Input =>
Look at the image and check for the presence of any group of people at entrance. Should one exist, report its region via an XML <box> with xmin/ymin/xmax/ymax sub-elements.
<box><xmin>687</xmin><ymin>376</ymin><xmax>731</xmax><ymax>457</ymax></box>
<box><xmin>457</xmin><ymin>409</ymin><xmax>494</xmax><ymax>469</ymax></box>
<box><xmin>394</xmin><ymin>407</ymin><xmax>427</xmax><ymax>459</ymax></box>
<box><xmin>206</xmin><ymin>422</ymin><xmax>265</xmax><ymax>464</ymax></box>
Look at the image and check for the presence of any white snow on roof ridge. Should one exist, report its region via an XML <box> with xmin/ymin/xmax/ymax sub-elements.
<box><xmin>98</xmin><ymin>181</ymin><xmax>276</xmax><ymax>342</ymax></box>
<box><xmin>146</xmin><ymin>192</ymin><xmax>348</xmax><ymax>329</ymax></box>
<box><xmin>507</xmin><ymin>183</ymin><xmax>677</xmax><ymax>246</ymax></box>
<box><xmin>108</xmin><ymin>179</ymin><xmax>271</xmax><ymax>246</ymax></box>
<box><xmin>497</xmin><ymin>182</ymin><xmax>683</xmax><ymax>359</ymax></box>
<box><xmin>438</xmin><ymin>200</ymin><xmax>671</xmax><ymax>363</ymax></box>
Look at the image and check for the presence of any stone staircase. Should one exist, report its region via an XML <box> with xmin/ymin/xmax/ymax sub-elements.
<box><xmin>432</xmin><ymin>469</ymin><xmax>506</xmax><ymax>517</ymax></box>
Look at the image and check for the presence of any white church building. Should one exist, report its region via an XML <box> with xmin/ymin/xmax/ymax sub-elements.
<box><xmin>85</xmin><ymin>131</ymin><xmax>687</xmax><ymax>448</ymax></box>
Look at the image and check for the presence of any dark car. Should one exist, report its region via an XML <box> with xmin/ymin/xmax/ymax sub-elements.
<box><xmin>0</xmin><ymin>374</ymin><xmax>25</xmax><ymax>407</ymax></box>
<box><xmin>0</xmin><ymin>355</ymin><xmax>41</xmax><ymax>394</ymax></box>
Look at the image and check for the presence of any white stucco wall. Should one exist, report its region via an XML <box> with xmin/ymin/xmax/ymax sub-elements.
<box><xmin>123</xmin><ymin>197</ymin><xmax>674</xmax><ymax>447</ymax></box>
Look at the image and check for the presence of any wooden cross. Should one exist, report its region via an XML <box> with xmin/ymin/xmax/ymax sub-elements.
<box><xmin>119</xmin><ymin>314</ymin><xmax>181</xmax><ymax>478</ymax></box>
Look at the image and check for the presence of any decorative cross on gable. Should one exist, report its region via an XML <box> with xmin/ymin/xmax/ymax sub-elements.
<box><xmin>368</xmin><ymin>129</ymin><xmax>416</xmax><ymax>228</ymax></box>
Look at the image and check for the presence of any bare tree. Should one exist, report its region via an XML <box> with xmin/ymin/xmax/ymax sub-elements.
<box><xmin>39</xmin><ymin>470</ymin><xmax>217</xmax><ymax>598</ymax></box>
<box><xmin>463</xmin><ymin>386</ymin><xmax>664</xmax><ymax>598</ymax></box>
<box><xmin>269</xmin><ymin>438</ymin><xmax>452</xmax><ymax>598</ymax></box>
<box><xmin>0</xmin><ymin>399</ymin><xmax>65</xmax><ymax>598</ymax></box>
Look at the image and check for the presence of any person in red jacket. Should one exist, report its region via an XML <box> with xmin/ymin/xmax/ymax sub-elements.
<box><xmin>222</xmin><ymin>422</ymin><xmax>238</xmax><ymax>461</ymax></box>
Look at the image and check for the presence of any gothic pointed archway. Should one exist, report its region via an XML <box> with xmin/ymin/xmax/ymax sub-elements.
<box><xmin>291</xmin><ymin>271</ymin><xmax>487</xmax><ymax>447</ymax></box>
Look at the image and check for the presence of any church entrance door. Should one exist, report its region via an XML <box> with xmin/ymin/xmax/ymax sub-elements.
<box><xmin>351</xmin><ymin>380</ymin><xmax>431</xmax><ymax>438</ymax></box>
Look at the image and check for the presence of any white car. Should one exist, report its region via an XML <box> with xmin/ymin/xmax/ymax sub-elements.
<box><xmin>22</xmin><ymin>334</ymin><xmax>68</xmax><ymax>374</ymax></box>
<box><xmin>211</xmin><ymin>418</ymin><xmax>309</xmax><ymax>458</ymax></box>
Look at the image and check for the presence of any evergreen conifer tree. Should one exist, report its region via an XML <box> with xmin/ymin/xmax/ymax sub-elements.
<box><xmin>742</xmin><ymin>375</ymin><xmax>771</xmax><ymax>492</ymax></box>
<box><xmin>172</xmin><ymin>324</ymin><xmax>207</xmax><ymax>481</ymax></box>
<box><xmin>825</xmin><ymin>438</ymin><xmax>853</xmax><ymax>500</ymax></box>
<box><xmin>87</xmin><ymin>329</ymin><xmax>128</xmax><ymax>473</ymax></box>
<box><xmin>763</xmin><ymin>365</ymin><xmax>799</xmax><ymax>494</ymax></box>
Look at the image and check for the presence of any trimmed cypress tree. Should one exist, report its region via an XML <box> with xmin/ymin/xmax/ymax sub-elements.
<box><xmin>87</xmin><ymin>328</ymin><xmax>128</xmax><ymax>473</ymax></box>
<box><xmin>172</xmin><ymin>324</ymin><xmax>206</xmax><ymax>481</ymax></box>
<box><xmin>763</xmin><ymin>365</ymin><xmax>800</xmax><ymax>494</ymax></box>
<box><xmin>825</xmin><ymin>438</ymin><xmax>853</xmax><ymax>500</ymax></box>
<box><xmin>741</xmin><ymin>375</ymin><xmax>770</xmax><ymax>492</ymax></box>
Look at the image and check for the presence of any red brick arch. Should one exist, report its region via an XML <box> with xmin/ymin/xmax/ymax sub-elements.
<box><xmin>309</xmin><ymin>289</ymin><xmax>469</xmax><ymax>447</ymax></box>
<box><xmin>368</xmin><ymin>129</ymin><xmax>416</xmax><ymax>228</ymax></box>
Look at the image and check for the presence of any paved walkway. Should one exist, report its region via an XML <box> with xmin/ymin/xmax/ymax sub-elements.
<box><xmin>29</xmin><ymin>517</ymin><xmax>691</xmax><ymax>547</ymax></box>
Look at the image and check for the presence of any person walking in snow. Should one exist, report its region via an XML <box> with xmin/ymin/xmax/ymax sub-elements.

Problem to solve => Report each line of the rows above that contains the word "cross", copying every such line in full.

Reply to the exercise =>
Look at the image and check for the presence of any wooden cross. Should one exist, report its region via an XML <box> with xmin/ymin/xmax/ymax sub-elements.
Look at the image and check for the presence of any decorative cross on gable. Should one exist, report its region via an XML <box> with xmin/ymin/xmax/ymax sub-elements.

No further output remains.